* **Brano**
________________

19 aprile 2010 Commenti chiusi

ABRUZZO. Lungo la Roma-Pescara c’è la discarica illegale più grande d’Europa. Contiene 240mila tonnellate di veleni come l’arsenico, in livelli superiori di 56 volte rispetto alla legge, o il mercurio maggiore di 3.780.

di Alessandro De Pascale

Fonte: http://www.terranews.it/news/2010/04/una-valle-oltre-i-limiti

La scoperta di una delle più grandi discariche illegali d’Europa, piena di sostanze tossiche e pericolose risale al 12 marzo del 2007. Quando in seguito a diverse segnalazioni, il Corpo forestale dello Stato la mette sotto sequestro. Una stretta valle piena di veleni, adiacente al polo chimico di Bussi, in provincia di Pescara, sotto i cavalcavia dell’autostrada dei Parchi (A24) che collega Roma con la città costiera abruzzese. Secondo la magistratura, che parla di «un disastro ambientale di immani proporzioni», la responsabilità sarebbe della Montedison, il grande gruppo italiano della chimica. Proprietaria fino al 1999 degli stabilimenti situati a ridosso della discarica di Bussi, in Val Pescara, oggi venduti alla Solvay.

________________

* **Dati da analizzare**
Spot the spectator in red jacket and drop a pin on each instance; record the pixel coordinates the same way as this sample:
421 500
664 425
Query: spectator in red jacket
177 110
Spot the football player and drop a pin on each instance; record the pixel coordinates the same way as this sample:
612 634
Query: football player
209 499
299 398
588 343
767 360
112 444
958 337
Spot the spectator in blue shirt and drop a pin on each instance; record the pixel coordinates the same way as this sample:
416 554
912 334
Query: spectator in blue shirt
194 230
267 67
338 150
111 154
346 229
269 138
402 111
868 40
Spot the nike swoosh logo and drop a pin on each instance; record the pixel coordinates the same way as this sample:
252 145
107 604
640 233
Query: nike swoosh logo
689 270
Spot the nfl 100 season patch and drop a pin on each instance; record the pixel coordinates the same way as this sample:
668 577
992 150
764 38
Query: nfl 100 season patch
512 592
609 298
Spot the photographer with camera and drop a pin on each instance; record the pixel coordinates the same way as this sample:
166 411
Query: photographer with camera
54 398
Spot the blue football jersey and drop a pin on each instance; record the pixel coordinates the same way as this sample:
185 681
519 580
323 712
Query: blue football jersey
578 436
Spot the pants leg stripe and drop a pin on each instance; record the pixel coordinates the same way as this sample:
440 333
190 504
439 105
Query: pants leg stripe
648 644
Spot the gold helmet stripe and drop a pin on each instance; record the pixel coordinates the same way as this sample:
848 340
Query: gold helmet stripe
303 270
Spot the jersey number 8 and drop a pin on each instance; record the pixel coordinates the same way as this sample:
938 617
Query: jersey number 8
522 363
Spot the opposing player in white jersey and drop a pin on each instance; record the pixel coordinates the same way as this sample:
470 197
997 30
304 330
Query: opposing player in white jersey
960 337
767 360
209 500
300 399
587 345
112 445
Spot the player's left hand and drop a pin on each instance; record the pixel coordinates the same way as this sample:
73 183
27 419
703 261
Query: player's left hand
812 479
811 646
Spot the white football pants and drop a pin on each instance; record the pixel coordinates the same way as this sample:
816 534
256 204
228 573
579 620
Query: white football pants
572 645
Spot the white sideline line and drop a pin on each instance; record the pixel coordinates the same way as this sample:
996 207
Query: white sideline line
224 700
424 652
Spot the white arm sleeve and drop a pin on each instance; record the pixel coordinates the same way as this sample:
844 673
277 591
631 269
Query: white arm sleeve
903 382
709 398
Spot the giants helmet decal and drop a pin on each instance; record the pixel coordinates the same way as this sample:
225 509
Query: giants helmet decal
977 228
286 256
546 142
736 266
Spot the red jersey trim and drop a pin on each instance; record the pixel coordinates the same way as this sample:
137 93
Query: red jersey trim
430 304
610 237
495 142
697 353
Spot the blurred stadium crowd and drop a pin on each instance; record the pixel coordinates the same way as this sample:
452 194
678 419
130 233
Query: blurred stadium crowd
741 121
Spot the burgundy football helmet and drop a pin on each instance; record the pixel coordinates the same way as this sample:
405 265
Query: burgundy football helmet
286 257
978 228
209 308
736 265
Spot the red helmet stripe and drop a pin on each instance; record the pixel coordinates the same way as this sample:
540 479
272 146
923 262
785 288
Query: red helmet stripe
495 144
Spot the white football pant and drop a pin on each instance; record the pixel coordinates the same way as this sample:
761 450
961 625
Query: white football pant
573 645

________________

* **Compito da svolgere**
Secondo il brano, a chi sono stati venduti gli stabilimenti vicino alla discarica di Bussi, di proprietà della Montedison fino al 1999?

* **Risposta**
Alla Solvay.